[[ Input records open ]]

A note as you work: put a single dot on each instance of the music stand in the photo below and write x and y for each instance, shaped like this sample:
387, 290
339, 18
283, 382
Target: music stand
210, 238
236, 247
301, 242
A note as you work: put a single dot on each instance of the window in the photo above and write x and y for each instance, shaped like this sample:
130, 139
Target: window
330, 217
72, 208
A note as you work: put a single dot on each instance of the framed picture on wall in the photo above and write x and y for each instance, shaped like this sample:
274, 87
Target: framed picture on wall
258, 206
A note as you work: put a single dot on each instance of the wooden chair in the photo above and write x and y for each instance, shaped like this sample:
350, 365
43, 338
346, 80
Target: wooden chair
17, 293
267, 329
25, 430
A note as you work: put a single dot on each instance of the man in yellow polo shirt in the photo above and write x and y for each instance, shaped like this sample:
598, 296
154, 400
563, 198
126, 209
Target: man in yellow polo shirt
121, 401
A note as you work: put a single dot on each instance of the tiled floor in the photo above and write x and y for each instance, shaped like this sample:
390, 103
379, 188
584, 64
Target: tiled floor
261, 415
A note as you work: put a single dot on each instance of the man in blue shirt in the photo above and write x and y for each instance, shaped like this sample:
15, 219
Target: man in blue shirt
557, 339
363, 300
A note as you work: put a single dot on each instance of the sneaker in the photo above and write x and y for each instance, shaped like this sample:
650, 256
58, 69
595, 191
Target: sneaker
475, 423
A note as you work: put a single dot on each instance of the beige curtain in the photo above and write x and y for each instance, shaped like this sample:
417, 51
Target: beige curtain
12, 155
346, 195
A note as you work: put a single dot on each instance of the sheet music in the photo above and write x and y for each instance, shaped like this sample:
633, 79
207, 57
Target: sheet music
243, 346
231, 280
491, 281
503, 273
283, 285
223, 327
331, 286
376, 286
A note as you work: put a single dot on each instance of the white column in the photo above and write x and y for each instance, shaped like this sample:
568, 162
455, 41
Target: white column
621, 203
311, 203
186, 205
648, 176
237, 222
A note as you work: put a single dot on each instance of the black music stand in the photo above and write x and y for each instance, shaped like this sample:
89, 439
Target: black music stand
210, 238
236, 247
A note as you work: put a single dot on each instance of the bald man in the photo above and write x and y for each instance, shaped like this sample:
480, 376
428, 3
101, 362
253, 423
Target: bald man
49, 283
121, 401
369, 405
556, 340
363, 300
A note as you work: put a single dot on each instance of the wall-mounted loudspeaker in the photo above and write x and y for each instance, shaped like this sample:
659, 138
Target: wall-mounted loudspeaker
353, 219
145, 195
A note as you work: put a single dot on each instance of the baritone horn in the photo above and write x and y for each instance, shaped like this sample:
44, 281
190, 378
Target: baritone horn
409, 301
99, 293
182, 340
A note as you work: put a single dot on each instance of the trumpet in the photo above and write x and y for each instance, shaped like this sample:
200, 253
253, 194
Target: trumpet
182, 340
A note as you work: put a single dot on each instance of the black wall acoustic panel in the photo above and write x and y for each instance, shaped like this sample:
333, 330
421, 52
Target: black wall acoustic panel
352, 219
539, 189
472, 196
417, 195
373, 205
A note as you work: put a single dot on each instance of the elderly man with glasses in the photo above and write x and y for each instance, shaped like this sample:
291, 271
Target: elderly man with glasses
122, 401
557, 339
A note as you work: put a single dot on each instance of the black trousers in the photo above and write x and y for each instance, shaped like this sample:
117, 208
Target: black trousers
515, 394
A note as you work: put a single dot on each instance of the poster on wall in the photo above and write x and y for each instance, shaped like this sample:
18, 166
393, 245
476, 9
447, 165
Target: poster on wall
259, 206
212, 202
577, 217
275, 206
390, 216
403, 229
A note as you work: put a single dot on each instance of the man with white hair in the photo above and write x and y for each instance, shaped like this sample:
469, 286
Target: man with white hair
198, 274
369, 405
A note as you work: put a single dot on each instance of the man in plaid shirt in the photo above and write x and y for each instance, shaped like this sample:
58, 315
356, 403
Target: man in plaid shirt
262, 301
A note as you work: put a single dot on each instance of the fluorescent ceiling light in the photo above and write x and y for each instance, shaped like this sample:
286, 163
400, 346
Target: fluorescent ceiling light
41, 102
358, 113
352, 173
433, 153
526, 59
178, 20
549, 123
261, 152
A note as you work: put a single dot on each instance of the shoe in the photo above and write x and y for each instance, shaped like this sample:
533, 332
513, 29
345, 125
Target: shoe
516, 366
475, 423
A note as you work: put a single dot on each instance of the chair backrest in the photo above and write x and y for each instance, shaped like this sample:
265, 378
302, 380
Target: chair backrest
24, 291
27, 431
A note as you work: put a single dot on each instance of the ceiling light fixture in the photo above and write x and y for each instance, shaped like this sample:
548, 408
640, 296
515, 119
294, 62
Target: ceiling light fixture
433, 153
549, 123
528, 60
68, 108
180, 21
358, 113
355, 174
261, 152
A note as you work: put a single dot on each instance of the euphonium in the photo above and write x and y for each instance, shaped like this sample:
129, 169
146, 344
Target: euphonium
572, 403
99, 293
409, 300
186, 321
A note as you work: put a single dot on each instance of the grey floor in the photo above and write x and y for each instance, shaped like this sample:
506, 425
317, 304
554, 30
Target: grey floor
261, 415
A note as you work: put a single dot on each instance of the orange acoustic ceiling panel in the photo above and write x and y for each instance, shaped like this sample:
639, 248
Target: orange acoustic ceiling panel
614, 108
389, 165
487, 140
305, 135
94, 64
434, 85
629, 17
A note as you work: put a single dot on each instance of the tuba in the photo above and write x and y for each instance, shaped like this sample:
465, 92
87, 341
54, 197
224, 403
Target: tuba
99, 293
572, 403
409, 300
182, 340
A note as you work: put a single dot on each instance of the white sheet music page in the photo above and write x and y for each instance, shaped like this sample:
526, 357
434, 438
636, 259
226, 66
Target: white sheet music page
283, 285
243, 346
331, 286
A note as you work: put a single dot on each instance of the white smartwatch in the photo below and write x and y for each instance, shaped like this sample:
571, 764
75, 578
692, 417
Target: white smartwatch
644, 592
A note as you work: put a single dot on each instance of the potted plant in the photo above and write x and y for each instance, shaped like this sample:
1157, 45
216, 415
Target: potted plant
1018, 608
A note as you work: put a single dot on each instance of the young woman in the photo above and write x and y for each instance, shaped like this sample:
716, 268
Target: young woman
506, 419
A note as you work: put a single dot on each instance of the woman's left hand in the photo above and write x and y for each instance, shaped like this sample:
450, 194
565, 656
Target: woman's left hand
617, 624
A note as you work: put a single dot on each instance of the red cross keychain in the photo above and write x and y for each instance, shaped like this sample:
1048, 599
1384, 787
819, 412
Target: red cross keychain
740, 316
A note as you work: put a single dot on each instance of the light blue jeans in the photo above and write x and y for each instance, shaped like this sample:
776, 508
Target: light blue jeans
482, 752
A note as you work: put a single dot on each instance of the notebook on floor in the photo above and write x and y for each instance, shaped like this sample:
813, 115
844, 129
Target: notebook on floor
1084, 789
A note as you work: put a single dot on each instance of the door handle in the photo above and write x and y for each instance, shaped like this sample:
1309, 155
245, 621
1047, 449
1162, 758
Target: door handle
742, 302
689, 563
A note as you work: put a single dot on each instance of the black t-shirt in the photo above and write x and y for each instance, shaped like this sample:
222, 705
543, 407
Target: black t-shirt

[[ Input records closed ]]

## Exercise objective
Print all of the records, leaving each one exactly as it appears above.

## Answer to this task
A note as you work: put a single dot on each instance of the music stand in the photo below and write x and y for each instance, shaped like this sample:
387, 290
339, 18
283, 382
Target: music stand
210, 238
236, 247
301, 242
A note as you work: put a single dot on each instance of the window in the photo above and write x and y for each instance, shaped like this sample:
130, 139
Target: window
330, 217
72, 208
A note as you work: put a single dot on each instance of the framed picture on wall in the photo above and write x and y for each instance, shaped like this sample:
274, 87
Target: framed picture on wall
258, 206
A note as you work: put a single dot on each instance of the wooden chair in the photo above and write x and y for each instance, shaped like this sample:
350, 365
43, 338
346, 80
Target: wooden chair
17, 293
267, 329
25, 430
A note as you work: put a single dot on each instance of the man in yellow polo shirt in the photo above and write x and y for each instance, shaped like this sample:
598, 296
154, 400
563, 198
126, 209
Target: man in yellow polo shirt
121, 401
A note as you work: put a single dot on each instance of the tiled floor in the photo above and write x and y for each instance, shaped like this sample:
390, 103
379, 188
584, 64
Target: tiled floor
261, 415
A note as you work: put a single dot on each instance of the man in blue shirt in the photo above and write x and y for each instance, shaped like this sample:
15, 219
Target: man in blue shirt
557, 339
363, 300
A note as you work: put a single dot on each instance of the sneaker in the photo above and write x and y for each instance, shaped like this sample:
650, 256
58, 69
595, 191
Target: sneaker
475, 423
A note as you work: put a single dot on each instance of the beige curtain in the photo above and write x and y for each instance, shaped like this sample:
417, 51
Target: beige curtain
12, 155
346, 195
A note as you work: put a single dot on each instance of the sheet music in the photo above and write x and y for each instance, shaped like this sample:
633, 79
207, 57
Target: sheet music
243, 346
231, 280
491, 281
503, 273
283, 285
223, 327
331, 286
376, 286
A note as you work: put a single dot on each instance of the white column in the photo above and write x and y for each instance, shaped like this sample:
568, 162
455, 41
Target: white column
621, 203
311, 203
186, 205
648, 176
237, 222
A note as you work: put a single dot on each instance of the black music stand in the photo above and write x and y for each instance, shaped like this sample:
89, 439
Target: black music stand
210, 238
236, 247
A note as you work: put a single dot on each instance of the bald man in the photo above and write x and y for each instance, shaped like this sample:
480, 376
428, 3
101, 362
253, 423
Target: bald man
49, 283
121, 401
369, 405
556, 340
363, 300
A note as you work: put a single dot on each instance of the wall-mounted loudspeaker in the photo above and write x and y for each instance, shaped like this sample:
659, 138
Target: wall-mounted loudspeaker
353, 219
145, 195
A note as you work: put a single dot on each instance of the baritone horn in the photo above and write x and y for each instance, shaped like this sample:
44, 281
190, 378
Target: baritone horn
409, 301
99, 293
182, 340
A note as you work: put a single dot on each instance of the trumpet in the photo above and write x and y for each instance, shaped like this sample:
200, 253
253, 194
Target: trumpet
182, 340
A note as you work: put a single dot on each instance of the black wall acoustic panel in the photo above and write x and y for each instance, shaped like this sample:
333, 330
421, 52
Target: black wall acoustic panel
352, 219
539, 189
472, 196
417, 195
373, 205
A note as you work: put a single dot on each instance of the elderly man with glasses in the photo above and write x and y for each instance, shaped like this sample:
291, 271
Target: elderly man with glasses
122, 401
557, 339
A note as you work: put a single dot on each instance of the black trousers in the photo above and write x and y for each instance, shaped like this sample:
117, 208
Target: black trousers
515, 394
A note as you work: put a single dot on each instance of the poster on wall in the photo above and write x and y for each instance, shaped like this sample:
18, 166
393, 245
476, 9
447, 165
Target: poster on wall
259, 206
212, 202
577, 217
275, 206
390, 216
403, 229
A note as you work: put a single dot on each instance of the man with white hair in the photo above and write x and y for each instance, shaped like this sample:
469, 286
Target: man with white hair
198, 274
369, 405
A note as you work: put a single dot on each instance of the man in plaid shirt in the photo above and write x and y for each instance, shaped like this sample:
58, 315
356, 403
Target: man in plaid shirt
262, 301
A note as you work: put a single dot on each instance of the fluorescent ceiling light in the photo above and write x and y for each instance, shaped like this sample:
286, 163
400, 346
Target: fluorescent ceiling light
41, 102
358, 113
352, 173
433, 153
526, 59
178, 20
549, 123
261, 152
A note as you work: put a single dot on each instance of the shoe in the photo above and write x and y for each instance, shaped like this sample:
533, 332
513, 29
345, 125
Target: shoe
516, 366
475, 423
A note as you work: put a single dot on each instance of the chair backrest in the photo above and write x and y for each instance, shaped like this sample:
265, 378
302, 380
Target: chair backrest
24, 291
27, 431
A note as you work: put a single dot on each instance of the ceiling light fixture in the photo above and write x and y for each instance, shaped like this sample:
548, 408
640, 296
515, 119
294, 62
Target: ceiling light fixture
433, 153
549, 123
528, 60
68, 108
180, 21
358, 113
355, 174
261, 152
A note as you work: put a single dot on each instance of the euphonium in the photo above and write x and y for each instance, shaped like this sample:
129, 169
146, 344
Target: euphonium
572, 403
99, 293
409, 300
186, 321
A note as you work: put a single dot on each instance of the grey floor in the photo above and write x and y for each instance, shaped like this sample:
506, 425
317, 304
554, 30
Target: grey floor
261, 415
A note as you work: put a single dot on each instance of the orange acoustic ceiling panel in the photo above and write x and y for each instance, shaped like this sample:
639, 248
Target: orange acoustic ceiling panel
614, 108
389, 165
487, 140
305, 135
94, 64
434, 85
629, 17
A note as you work: put a single dot on each instance of the tuba in the photo above and write x and y for each instance, shaped like this sample:
465, 92
87, 341
54, 197
224, 403
Target: tuba
99, 293
572, 403
409, 300
182, 340
A note as you work: put a single dot on each instance of the white sheet music page in the photo above and write x and y for each instance, shaped like this sample:
526, 357
434, 438
636, 259
226, 66
Target: white sheet music page
283, 285
243, 346
331, 286
A note as you work: put a single dot on each instance of the white smartwatch in the photo below and write x and y for each instance, shaped like this sample:
571, 764
75, 578
692, 417
Target: white smartwatch
644, 592
A note as you work: put a single dot on each instance of the potted plant in the photo above and write x and y for each instance, shaped like this sample:
1157, 45
216, 415
Target: potted plant
1018, 608
A note as you work: put a single dot on each instance of the young woman in the photo above and write x and y for each instance, shaped like this sample:
716, 268
Target: young woman
506, 419
A note as you work: put a single dot on each instance of the woman's left hand in the photo above and write x and y for each instance, shaped like this sample:
450, 194
565, 656
Target: woman's left hand
617, 624
A note as you work: put a single dot on each instance of the red cross keychain in the photo above and write x and y for each instance, shaped like this sample:
1048, 599
1384, 787
819, 412
Target: red cross keychain
740, 316
A note as you work: put a single dot on each instance of the light blue jeans in the photo above and write x and y for each instance, shaped like this sample:
776, 508
Target: light blue jeans
482, 752
A note as you work: put a single dot on each instance of the notebook on floor in the photo above and write x and y for each instance, shaped like this sample:
813, 115
844, 129
Target: notebook on floor
1084, 789
A note as you work: put a single dot on each instance of the door handle in the photo above and write x and y for each instance, shaped like this sample:
1309, 155
245, 621
1047, 449
1162, 758
Target: door handle
742, 302
689, 563
A note as you work: put a single dot on each instance of the black t-shirt in the photo above and write x and y for each instance, shaped like this sample:
222, 705
543, 407
Target: black t-shirt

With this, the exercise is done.